▶ _SHORT PROBLEM 1_:
In the news digest, how long will the Pentagon's review of transgender service members take?
▶ _SHORT PROBLEM 2_:
From the news digest, extract the passage that begins at the words "The Note: Will" and stops after the words "a Russian lawyer.".
▶ _SHORT PROBLEM 3_:
Continue the news digest past its final item about Donald Trump Jr.

▶ _PROVIDED TEXT_:
The Note: Will Trump’s tax push be on the money?


  • Back to business: President Trump travels to Missouri to jump-start his legislative agenda, with a “tax reform event” at a manufacturing facility.
  • This is the way to do it.”In his first trip to Texas since the storm, Trump thanked first responders and remained confident that disaster relief would come swiftly. He also urged officials to make the Harvey response a model for the future.
  • Defense Secretary Jim Mattis announced that current policy around transgender troops will “remain in place” for now, meaning transgender service members can continue to serve while the Pentagon conducts a six-month review.
  • Donald Trump Jr. will give a closed-door, transcribed interview before the Senate Judiciary Committee, as investigators look into his 2016 meeting with a Russian lawyer.

▶ _LISTED RECORDS_:
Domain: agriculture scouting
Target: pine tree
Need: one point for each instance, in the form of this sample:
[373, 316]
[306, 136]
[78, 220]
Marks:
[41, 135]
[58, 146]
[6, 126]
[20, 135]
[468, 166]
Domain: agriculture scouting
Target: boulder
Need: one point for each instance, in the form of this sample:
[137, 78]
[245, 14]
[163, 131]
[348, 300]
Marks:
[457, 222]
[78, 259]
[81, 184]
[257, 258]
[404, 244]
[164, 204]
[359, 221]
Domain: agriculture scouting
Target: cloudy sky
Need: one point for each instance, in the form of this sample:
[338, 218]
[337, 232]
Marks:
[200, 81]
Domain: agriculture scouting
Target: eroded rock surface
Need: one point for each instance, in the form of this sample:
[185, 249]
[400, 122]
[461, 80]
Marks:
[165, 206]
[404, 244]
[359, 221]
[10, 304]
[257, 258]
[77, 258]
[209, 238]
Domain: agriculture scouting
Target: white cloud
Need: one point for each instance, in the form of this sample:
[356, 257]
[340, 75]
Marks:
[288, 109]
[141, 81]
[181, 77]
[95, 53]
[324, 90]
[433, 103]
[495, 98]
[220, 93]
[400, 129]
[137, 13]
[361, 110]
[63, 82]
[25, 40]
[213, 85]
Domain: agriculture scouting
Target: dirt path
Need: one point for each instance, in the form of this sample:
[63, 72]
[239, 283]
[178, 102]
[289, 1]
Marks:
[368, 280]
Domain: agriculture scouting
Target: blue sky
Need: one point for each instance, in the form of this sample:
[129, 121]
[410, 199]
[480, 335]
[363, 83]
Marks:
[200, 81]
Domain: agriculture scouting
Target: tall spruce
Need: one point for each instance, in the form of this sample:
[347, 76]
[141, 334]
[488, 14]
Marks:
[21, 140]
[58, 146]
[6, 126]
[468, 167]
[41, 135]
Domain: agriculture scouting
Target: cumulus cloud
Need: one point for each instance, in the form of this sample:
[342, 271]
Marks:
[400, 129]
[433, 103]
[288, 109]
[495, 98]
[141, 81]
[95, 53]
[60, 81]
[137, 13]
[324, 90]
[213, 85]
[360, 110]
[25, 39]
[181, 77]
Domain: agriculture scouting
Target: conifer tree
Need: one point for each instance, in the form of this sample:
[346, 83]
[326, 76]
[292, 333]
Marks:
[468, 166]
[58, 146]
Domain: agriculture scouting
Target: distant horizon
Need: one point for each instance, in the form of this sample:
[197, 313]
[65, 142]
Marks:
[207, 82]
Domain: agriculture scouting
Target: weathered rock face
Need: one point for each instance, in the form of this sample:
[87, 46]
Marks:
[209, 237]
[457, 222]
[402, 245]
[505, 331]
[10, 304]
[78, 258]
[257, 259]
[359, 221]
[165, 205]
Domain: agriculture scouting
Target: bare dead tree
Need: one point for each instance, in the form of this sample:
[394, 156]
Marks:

▶ _EXERCISE RESULT 1_:
Six months.

▶ _EXERCISE RESULT 2_:
The Note: Will Trump’s tax push be on the money?


  • Back to business: President Trump travels to Missouri to jump-start his legislative agenda, with a “tax reform event” at a manufacturing facility.
  • This is the way to do it.”In his first trip to Texas since the storm, Trump thanked first responders and remained confident that disaster relief would come swiftly. He also urged officials to make the Harvey response a model for the future.
  • Defense Secretary Jim Mattis announced that current policy around transgender troops will “remain in place” for now, meaning transgender service members can continue to serve while the Pentagon conducts a six-month review.
  • Donald Trump Jr. will give a closed-door, transcribed interview before the Senate Judiciary Committee, as investigators look into his 2016 meeting with a Russian lawyer.

▶ _EXERCISE RESULT 3_:
  • THE TAKE with ABC News’ Rick Klein

    And so we’re back to – what, exactly? The superlatives will fade, the sense of shared mission will be mired in the reality of recovery, and the upbeat presidential tone will surely evaporate before the water recedes. President Trump will change his own focus almost immediately, in keeping a planned speech this afternoon in Missouri aimed at getting tax overhaul on track. His agenda needs a jump-start, and a return to economic populism – Trump-style – is a piece of that. But will he find a country that’s slightly less interested in political fights? It’s one thing to pardon Joe Arpaio on a night when the nation is watching television. It’s another to shift the national spotlight to an “unrigging” tax theme and, say, harsh news for DREAMers. Again in his presidency, the onus is on Trump to fit his behavior to the moment. “Everybody is talking about it,” Trump said about the coordination between local and federal officials in Texas. Well, maybe not for long.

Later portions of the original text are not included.